◆ **Data for processing**:
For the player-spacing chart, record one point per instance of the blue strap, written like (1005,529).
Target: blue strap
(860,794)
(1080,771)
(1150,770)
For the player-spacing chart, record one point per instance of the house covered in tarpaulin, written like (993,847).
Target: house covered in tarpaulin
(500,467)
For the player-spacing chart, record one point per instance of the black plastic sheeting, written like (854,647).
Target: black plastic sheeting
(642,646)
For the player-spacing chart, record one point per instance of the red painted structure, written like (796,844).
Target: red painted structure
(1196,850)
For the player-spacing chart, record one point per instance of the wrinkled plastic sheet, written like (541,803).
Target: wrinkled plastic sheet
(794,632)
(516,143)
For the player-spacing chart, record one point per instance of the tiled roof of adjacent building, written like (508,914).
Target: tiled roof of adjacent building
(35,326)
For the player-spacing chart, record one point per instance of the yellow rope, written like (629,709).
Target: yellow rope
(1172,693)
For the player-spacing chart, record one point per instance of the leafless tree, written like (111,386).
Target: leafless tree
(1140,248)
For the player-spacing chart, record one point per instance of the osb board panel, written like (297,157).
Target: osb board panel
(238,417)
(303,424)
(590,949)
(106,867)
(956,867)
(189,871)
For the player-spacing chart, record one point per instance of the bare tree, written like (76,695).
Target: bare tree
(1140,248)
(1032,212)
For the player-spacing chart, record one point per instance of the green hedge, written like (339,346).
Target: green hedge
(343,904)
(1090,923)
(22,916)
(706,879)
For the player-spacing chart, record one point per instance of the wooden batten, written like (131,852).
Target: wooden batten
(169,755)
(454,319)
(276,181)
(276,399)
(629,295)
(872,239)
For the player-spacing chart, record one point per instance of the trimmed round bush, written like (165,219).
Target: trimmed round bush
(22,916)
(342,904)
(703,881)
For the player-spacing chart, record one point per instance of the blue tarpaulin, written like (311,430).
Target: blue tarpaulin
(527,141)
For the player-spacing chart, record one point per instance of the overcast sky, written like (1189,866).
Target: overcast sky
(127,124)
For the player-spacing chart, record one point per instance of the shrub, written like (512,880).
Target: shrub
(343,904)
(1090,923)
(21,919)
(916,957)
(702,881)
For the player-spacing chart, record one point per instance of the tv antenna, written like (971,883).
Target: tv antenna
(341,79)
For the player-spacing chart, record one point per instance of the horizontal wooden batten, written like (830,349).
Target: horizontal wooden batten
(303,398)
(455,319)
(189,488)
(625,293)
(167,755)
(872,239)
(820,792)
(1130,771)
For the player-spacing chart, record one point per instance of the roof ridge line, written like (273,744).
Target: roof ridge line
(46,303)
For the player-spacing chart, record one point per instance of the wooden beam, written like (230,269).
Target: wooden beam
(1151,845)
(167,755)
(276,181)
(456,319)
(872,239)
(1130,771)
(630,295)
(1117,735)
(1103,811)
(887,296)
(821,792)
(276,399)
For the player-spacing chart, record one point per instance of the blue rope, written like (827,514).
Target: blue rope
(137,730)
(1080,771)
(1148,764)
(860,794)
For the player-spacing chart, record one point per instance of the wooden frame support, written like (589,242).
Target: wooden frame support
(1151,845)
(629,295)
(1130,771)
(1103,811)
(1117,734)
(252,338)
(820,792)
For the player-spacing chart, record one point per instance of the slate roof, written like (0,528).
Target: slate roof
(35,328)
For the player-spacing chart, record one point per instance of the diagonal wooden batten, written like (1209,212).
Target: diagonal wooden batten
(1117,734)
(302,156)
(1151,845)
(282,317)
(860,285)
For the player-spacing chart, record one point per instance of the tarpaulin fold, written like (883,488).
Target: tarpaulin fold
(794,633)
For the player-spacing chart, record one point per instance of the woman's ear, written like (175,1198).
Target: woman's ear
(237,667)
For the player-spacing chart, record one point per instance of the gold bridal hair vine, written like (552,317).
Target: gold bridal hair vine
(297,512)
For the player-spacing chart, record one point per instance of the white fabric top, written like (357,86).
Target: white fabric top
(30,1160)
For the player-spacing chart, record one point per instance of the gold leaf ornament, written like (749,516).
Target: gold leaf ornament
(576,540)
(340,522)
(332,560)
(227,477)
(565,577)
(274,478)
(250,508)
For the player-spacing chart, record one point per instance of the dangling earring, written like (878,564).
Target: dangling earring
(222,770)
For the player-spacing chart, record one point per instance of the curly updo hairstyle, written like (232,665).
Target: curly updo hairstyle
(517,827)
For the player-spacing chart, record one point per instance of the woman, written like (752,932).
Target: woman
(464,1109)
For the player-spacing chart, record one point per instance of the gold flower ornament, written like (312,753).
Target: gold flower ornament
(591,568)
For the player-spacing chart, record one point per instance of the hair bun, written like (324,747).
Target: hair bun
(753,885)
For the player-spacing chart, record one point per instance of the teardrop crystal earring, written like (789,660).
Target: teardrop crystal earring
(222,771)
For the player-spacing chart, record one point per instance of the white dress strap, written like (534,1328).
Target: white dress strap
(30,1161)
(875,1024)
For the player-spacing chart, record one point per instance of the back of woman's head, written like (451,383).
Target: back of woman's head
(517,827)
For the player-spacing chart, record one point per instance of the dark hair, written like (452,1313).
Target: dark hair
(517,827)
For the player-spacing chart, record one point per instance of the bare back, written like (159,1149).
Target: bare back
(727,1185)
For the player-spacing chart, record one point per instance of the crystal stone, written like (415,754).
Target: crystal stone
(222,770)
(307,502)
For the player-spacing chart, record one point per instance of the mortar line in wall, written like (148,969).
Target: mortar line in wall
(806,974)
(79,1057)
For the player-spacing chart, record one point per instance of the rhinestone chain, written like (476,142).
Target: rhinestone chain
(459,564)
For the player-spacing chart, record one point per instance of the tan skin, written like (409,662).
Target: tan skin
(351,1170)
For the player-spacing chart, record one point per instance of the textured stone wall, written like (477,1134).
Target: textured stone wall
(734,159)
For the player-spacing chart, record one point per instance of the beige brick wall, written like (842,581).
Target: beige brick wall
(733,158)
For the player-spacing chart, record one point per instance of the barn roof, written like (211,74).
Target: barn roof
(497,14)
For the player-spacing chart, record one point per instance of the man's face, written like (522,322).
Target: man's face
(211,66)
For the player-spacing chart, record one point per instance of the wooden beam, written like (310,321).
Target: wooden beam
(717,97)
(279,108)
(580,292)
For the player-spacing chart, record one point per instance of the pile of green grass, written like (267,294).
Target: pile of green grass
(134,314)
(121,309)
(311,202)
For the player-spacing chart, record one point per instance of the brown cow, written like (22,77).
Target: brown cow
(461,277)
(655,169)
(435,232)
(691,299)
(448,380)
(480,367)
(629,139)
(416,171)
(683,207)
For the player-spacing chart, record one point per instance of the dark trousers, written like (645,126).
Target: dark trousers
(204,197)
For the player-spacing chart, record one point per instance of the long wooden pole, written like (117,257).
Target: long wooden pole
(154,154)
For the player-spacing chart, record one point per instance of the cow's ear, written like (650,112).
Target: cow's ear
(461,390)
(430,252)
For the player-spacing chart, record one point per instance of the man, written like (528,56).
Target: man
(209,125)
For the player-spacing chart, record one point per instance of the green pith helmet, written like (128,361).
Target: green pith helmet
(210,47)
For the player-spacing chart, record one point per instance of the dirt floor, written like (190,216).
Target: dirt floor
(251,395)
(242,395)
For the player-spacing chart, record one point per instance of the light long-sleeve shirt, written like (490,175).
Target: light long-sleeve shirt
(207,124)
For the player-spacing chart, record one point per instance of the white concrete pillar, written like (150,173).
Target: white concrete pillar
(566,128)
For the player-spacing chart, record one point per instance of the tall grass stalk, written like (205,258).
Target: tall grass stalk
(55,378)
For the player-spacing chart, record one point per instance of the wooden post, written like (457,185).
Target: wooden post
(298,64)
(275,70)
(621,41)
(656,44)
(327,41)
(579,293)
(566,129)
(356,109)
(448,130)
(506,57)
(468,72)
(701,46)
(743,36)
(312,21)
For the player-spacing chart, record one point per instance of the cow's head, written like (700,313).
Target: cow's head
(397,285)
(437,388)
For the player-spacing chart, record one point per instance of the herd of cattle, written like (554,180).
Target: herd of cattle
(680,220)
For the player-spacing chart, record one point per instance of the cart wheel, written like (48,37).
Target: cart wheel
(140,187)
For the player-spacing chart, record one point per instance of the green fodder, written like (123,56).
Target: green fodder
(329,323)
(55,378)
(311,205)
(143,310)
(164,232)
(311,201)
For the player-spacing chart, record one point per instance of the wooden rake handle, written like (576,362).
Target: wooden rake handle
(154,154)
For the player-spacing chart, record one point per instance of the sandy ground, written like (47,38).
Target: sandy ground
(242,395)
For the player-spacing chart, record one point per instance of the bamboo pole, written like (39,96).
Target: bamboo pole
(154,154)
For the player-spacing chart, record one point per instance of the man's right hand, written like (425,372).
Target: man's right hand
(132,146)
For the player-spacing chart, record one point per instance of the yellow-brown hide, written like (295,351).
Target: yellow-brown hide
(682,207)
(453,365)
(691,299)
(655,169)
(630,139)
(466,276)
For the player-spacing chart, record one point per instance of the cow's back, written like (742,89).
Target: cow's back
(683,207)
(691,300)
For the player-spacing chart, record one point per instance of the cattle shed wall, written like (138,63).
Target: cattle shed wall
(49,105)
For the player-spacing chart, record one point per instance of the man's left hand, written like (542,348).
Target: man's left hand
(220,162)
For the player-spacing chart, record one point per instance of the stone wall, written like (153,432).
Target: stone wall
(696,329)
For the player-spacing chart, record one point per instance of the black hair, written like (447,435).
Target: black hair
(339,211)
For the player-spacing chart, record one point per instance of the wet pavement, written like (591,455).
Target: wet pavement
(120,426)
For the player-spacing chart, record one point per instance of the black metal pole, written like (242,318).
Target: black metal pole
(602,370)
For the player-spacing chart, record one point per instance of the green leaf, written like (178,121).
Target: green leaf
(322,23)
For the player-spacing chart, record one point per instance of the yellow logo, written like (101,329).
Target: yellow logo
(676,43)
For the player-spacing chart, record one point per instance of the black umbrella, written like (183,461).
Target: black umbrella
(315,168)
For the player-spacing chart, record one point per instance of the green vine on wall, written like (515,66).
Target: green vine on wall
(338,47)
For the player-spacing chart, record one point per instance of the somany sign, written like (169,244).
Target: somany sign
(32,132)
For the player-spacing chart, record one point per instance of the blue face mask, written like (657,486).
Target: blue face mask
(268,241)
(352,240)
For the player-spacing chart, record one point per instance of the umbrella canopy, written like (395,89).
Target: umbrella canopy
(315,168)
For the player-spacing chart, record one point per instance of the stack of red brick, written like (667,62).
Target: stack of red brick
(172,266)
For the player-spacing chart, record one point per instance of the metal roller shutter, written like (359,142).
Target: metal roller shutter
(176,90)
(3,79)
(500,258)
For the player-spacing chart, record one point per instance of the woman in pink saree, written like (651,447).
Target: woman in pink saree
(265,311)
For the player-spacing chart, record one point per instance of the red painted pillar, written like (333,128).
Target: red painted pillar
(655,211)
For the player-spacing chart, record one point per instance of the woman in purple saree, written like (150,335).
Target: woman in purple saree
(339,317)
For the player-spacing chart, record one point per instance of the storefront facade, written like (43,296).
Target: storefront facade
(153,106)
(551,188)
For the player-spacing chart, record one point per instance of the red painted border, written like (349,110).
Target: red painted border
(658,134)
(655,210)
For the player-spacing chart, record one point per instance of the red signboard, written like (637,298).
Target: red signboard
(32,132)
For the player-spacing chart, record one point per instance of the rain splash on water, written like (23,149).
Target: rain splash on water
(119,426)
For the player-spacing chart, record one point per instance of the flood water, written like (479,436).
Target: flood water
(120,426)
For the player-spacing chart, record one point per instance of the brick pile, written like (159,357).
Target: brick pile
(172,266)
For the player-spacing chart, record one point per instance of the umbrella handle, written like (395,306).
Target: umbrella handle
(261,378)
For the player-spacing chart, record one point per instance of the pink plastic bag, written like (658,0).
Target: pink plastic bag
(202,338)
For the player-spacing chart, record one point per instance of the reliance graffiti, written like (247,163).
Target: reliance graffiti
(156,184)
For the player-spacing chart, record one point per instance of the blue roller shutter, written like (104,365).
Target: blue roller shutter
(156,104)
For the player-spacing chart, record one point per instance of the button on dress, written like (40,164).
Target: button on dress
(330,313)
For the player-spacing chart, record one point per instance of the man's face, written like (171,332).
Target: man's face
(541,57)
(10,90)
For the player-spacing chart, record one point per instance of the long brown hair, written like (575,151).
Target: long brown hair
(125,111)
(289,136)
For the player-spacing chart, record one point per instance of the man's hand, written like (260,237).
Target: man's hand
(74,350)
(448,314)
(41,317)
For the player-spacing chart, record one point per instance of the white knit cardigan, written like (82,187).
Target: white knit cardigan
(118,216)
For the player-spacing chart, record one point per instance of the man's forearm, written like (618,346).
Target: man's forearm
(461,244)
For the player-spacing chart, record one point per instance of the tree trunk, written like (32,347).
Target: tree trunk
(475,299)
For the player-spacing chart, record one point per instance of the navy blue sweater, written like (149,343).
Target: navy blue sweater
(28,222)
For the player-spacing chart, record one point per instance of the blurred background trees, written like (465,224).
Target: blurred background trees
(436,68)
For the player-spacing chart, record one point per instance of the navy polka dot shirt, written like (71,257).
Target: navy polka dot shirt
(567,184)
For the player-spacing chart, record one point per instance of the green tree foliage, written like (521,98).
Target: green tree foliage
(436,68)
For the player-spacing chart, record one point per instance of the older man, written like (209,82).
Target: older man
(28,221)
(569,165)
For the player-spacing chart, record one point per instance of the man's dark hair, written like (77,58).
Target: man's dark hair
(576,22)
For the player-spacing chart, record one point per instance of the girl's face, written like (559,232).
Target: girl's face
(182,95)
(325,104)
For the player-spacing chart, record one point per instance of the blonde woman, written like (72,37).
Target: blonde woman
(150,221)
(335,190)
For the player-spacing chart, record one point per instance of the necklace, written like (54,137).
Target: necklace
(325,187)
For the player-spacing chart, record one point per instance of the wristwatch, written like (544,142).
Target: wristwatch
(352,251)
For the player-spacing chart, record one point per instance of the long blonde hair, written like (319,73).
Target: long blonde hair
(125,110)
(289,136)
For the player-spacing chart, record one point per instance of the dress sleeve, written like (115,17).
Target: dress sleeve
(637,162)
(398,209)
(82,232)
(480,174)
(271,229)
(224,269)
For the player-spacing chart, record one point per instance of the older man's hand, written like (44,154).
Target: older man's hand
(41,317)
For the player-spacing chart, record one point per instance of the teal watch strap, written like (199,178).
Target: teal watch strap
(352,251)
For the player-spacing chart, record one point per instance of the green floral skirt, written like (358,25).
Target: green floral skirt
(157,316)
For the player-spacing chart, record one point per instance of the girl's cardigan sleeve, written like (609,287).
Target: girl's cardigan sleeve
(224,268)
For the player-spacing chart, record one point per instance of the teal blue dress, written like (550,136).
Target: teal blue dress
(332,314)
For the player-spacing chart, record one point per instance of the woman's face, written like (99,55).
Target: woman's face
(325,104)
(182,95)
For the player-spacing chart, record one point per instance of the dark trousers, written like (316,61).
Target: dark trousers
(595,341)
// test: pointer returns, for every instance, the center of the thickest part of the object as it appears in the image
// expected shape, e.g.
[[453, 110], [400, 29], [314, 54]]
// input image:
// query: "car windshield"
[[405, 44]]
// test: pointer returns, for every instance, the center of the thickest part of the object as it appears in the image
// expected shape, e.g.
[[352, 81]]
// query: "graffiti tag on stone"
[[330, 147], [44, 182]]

◆ **Your instructions**:
Extract every line from the one containing "written like (358,25)." to the end of the entries, including both of those lines, exactly as given and with nothing added.

◆ **Result**:
For the player-spacing chart, record one point per instance of the green floral skirt, written like (358,25).
Target: green floral skirt
(157,316)
For the player-spacing chart, record one point per instance of the girl's cardigan sleeve, written like (609,287).
Target: girl's cardigan sleeve
(224,268)
For the player-spacing chart, record one point per instance of the teal blue dress, written like (550,136).
Target: teal blue dress
(332,314)
For the player-spacing chart, record one point per instance of the woman's face, written like (99,55).
Target: woman's face
(325,104)
(182,95)
For the player-spacing chart, record one point per instance of the dark trousers, written like (316,61).
Target: dark trousers
(595,341)
// test: pointer returns, for every instance, the center of the thickest part of the object as it appears in the image
// expected shape, e.g.
[[453, 110], [400, 29], [314, 54]]
// input image:
// query: "car windshield"
[[405, 44]]
// test: pointer returns, for every instance, the center of the thickest part of the object as it appears in the image
// expected shape, e.g.
[[352, 81]]
// query: "graffiti tag on stone"
[[330, 147], [44, 182]]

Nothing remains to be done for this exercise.